■ **YOUR INSTRUCTIONS**:
Set down the material below word for word, excluding the pictures.
--- Start ---
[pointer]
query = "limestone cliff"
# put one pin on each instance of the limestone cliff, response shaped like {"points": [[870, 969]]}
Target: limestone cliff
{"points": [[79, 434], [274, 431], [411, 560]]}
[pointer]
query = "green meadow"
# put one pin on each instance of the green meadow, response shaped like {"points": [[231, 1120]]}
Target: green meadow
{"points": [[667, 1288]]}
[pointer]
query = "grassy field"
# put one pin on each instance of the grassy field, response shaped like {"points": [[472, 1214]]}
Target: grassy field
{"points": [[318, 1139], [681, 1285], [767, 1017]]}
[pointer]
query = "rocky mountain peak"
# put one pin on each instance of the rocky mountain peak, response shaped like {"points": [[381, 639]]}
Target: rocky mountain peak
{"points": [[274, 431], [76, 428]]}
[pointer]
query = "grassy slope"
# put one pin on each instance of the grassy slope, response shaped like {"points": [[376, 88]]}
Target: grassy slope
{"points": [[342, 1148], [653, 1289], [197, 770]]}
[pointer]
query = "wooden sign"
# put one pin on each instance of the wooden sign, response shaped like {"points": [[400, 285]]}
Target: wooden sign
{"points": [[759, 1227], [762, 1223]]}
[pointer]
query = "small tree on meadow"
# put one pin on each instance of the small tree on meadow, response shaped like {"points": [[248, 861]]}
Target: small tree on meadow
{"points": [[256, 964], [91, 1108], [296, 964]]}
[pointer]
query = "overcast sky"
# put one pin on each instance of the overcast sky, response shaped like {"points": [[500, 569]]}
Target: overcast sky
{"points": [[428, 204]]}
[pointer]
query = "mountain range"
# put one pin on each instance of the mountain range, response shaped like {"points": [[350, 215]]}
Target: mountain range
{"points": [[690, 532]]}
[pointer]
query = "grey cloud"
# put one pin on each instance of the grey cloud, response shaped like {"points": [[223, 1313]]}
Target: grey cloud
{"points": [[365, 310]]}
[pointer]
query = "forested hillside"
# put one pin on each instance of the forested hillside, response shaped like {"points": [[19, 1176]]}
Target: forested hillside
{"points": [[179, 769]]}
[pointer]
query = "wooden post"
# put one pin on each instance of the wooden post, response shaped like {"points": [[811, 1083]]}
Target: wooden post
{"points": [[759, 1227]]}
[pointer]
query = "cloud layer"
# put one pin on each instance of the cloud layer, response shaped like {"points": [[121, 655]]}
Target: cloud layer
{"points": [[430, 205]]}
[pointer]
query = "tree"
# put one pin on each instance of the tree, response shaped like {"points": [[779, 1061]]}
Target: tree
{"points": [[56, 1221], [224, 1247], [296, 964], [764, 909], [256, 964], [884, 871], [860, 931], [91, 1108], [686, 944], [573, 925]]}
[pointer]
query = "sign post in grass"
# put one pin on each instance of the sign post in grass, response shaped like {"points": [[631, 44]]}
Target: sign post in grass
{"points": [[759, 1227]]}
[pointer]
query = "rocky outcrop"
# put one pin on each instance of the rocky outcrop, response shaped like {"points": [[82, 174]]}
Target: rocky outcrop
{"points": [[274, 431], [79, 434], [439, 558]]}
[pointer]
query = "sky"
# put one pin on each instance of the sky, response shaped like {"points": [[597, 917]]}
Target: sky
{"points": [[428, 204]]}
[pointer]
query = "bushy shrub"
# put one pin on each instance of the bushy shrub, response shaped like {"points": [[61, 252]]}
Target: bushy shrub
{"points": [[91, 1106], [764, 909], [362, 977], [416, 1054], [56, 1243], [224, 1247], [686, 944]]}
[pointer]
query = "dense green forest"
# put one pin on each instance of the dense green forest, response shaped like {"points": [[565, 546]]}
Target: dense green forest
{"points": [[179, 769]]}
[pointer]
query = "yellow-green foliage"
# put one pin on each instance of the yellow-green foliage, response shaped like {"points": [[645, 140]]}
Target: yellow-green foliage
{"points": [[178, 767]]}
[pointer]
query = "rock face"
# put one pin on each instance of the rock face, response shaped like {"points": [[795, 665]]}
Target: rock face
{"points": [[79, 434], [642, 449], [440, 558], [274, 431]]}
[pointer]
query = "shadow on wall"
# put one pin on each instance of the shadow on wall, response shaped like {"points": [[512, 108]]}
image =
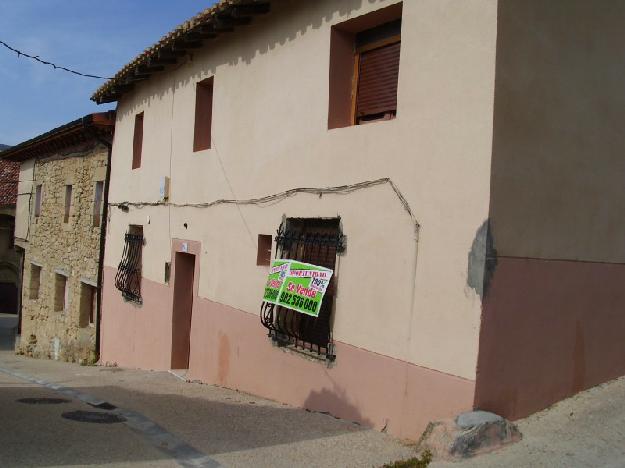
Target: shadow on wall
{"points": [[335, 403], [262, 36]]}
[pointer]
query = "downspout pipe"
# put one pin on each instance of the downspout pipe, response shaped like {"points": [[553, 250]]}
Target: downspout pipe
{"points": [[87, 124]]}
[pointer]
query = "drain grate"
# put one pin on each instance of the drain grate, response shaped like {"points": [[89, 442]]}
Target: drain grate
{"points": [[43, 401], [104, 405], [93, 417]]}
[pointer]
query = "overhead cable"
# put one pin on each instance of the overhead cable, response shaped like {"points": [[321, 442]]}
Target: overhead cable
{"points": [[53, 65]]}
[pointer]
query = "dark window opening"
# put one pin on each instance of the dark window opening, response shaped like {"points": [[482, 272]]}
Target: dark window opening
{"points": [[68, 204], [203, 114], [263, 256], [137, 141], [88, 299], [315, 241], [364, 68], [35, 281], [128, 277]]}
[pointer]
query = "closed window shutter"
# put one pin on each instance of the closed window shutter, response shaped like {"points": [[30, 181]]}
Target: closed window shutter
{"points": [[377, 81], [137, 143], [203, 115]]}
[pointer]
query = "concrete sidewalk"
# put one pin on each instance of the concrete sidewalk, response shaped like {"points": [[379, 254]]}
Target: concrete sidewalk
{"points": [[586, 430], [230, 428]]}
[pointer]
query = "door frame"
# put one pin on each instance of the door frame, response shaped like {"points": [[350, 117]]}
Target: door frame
--- End ---
■ **SOLUTION**:
[pointer]
query = "limestone cliff"
# put one pin on each instance of the limestone cliff, response shaped like {"points": [[870, 969]]}
Target: limestone cliff
{"points": [[79, 434], [274, 431], [411, 560]]}
[pointer]
query = "green meadow"
# put one pin on each instance of the green meadow, response shaped like {"points": [[231, 1120]]}
Target: green meadow
{"points": [[667, 1288]]}
[pointer]
query = "grassy field"
# put one pin on each instance of the grassy field, response shaped like {"points": [[472, 1214]]}
Target: grassy field
{"points": [[318, 1139], [681, 1285], [767, 1017]]}
[pointer]
query = "rocky mountain peak"
# put one pin on each instance of the rocky mountain peak, response shaped like {"points": [[381, 639]]}
Target: rocky mountain peak
{"points": [[274, 431], [76, 428]]}
[pointer]
query = "grassy slope"
# put one pin on each instance of the grassy slope, response shaped like {"points": [[376, 88]]}
Target: grassy slope
{"points": [[342, 1148], [653, 1289], [197, 770]]}
[pointer]
query = "wooden sign"
# put one pin on each instance of the wooden sign, response shaped like {"points": [[400, 285]]}
Target: wooden sign
{"points": [[759, 1227], [762, 1223]]}
[pointer]
query = "small tree on meadow"
# put one pin on each instance of the small tree on meadow, response shaped like {"points": [[248, 861]]}
Target: small tree on meadow
{"points": [[256, 964], [91, 1108], [296, 964]]}
[pointer]
query = "overcast sky"
# put one pin on each instance of the overcast sky, response shaped like {"points": [[500, 569]]}
Target: overcast sky
{"points": [[428, 204]]}
[pointer]
query = "mountain range"
# put one pin on each instance of the mountain range, response shaped like {"points": [[350, 215]]}
Target: mountain range
{"points": [[690, 532]]}
[pointer]
query = "grey cloud"
# put one pin on each instance of the grey cloud, response shaped like {"points": [[223, 1313]]}
Target: grey cloud
{"points": [[365, 310]]}
[pointer]
query = "forested hillside"
# put one pin on each instance of the forested hillside, response shaped like {"points": [[19, 1176]]}
Target: forested hillside
{"points": [[179, 769]]}
[pointer]
query = "wooden post"
# put one pin on each instance of the wooden post, response shaped like {"points": [[811, 1083]]}
Target: wooden post
{"points": [[759, 1227]]}
[pointer]
query = "cloud layer"
# put one pin on each instance of the cloud layer, response shaped like {"points": [[121, 655]]}
Target: cloud layer
{"points": [[430, 205]]}
[pointer]
query = "tree"
# put one pin on each instance of the tree, response shaped like {"points": [[779, 1061]]}
Target: tree
{"points": [[56, 1221], [224, 1247], [296, 964], [764, 909], [256, 964], [884, 871], [860, 931], [91, 1108], [686, 944], [573, 925]]}
[pointer]
query = "sign post in grass"
# put one pin on each instance of the sign post in grass, response shaped like {"points": [[631, 44]]}
Target: sign post in grass
{"points": [[759, 1227]]}
[pointer]
query = "rocky outcrop"
# put one pin on each instance of the rocky outcrop, response shaped like {"points": [[82, 174]]}
Target: rocky outcrop
{"points": [[274, 431], [79, 434], [439, 558]]}
[pointer]
query = "sky"
# put one pin on each instance of the sky, response shaped like {"points": [[597, 917]]}
Target: sky
{"points": [[428, 204]]}
[pointer]
query = "bushy shrub"
# put one pin on each instance of the bushy shrub, response shaped like {"points": [[61, 252]]}
Target: bushy shrub
{"points": [[91, 1106], [764, 909], [362, 977], [416, 1054], [56, 1243], [224, 1247], [686, 944]]}
[pointer]
query = "dense green forest"
# put one pin on each instance of the dense green forest, response shaped like {"points": [[565, 546]]}
Target: dense green forest
{"points": [[179, 769]]}
[pointer]
query = "yellow-green foliage"
# put one pin on each instance of the yellow-green foliage, response shaped like {"points": [[645, 140]]}
Target: yellow-green foliage
{"points": [[178, 767]]}
[pointer]
query = "rock face"
# put one pin on each instance of the rock face, response shaped like {"points": [[795, 665]]}
Target: rock face
{"points": [[79, 434], [642, 449], [440, 558], [274, 431]]}
[pointer]
query = "shadow on wall"
# put one pin on each instance of the shadow on wall, response shaped like {"points": [[512, 108]]}
image =
Target: shadow on wall
{"points": [[335, 403], [262, 36]]}
[pointer]
query = "downspout pipe"
# put one pin on each instance of the downspout pipe, response shaped like {"points": [[553, 250]]}
Target: downspout pipe
{"points": [[87, 124]]}
[pointer]
query = "drain grate"
# put one pin on each instance of the drain grate, response shaped like {"points": [[89, 442]]}
Target: drain grate
{"points": [[43, 401], [104, 405], [93, 417]]}
[pointer]
query = "overhead cable"
# put one pin on each instance of the overhead cable, response shaped like {"points": [[321, 442]]}
Target: overhead cable
{"points": [[53, 65]]}
[pointer]
query = "dark window opening"
# put one pin on each instance of the dark window opening, response shaped like {"points": [[482, 272]]}
Target: dark window opening
{"points": [[68, 204], [203, 114], [263, 256], [137, 141], [88, 299], [315, 241], [364, 68], [35, 281], [128, 277]]}
[pointer]
query = "closed window shutter"
# put one pin on each instance of the closed window shutter, response shaped like {"points": [[30, 181]]}
Target: closed window shutter
{"points": [[377, 81], [137, 143], [203, 115]]}
[pointer]
query = "concrete sidewalk"
# put one pin on each instance of the concrete sidewalk, response shaped like {"points": [[379, 254]]}
Target: concrete sidewalk
{"points": [[586, 430], [230, 428]]}
[pointer]
query = "door frame"
# put one pin on each instance of the door frame, response shaped like {"points": [[350, 117]]}
Target: door frame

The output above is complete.